* To be done *
According to the Drupal migration walkthrough, which PHP version does the FAQ say the generated AM:A project should be run with?

— Start Document text —

Drupal 7 to Drupal 9 in an hour using AM:A

  • Last updated
  • 1 minute read

Goal

Learn how to migrate a Drupal 7 site to Drupal 9 using Acquia Migrate: Accelerate, and efficiently investigate migration messages.

Overview

Let me take you on a tour of actually using AM:A.

(And if you've never done a migration from Drupal 7 to Drupal 8/9/10 before … you'll get to see what a whirlwind it is 🌪️😅)

Requirements

  1. Generate a Drupal 9 site

    Follow the steps outlined in the "Want it now?" section of "Acquia Migrate: Accelerate — now open source!" 🧑‍💻

    You should see something like this:

    Now let's actually use it! 🥳

  2. The FAQ says we should run the generated AM:A project using PHP 7.4. Primarily most migrations were written against PHP 7, and PHP 8 made non-strict (==) comparisons behave differently, which is used a lot in migrations!

    Unambiguous signs that this is the case: error messages starting with Deprecated function: or PHP Warning:.

    I didn't do that here. Let's find out how far I get.

  3. Start migrating: 4 clicks to >50% 😮

    As you may have noticed in the terminal output, this is my personal site. I do not want to think about which data to migrate. I just want to see how far AM:A would get me. I also don't want to bother with switching from PHP 8.1 to PHP 7.4.

    Seems to have worked fine? 🤷‍♂️ Because this is what I see:

    So, I just went ahead and did 2 clicks:

    Not bad, those two clicks triggered migrations that took half a minute and got me to 645/3466 rows imported, or 53.86%:

    The number of errors crept up from 3 tot 23 … but that seems like a low enough number to continue … so let's just continue — I'm too curious to see how far we can get, and besides, we can easily reset to the original state. I've spent less than 10 minutes on this so far anyway! 😁

    So: let's repeat those 2 clicks from earlier! The result (after another half a minute):

    The error count skyrocketed from 23 to 484, even though the amount of data imported only went up by about less than 300. 🤔

    More frustratingly, AM:A doesn't even allow me to import the content I really care about: "Article" and "Blog post". That's happening because "Dependencies need review".

    Still … let's see what the already migrated content looks like:

    😬 That definitely looks like a PHP problem!

    I can choose to investigate the error messages (255 of which are for "Document media items") and investigate these PHP deprecation errors. But that seems much more time consuming than switching to PHP 7.4.

— End Document text —
— Start Items —

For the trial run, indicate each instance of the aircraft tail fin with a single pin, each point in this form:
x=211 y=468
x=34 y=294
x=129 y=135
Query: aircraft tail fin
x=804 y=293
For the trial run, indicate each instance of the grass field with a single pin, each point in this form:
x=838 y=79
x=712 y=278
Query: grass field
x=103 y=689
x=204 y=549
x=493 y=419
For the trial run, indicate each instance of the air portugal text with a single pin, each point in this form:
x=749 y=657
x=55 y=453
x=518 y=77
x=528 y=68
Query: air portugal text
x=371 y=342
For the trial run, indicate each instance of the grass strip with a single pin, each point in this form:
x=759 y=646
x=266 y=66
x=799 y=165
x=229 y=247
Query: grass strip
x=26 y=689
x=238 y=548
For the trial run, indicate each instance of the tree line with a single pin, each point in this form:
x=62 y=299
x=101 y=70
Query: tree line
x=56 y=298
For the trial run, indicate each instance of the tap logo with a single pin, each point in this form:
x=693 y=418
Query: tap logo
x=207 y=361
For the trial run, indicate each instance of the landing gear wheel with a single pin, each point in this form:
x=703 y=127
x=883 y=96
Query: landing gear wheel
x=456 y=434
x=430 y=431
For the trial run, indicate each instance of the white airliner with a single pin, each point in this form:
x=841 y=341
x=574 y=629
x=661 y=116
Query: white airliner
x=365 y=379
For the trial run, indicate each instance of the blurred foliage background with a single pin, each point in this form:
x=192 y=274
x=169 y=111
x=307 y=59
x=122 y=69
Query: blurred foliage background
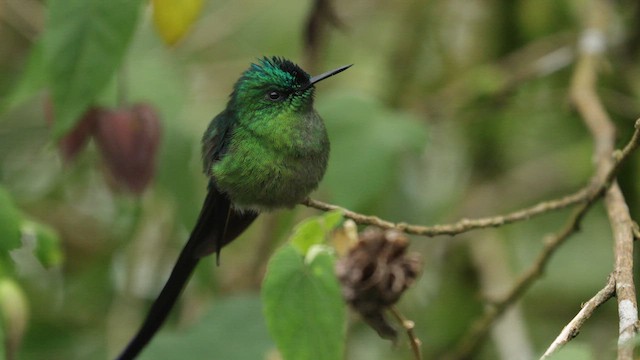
x=454 y=108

— End Items —

* Solved exercise *
PHP 7.4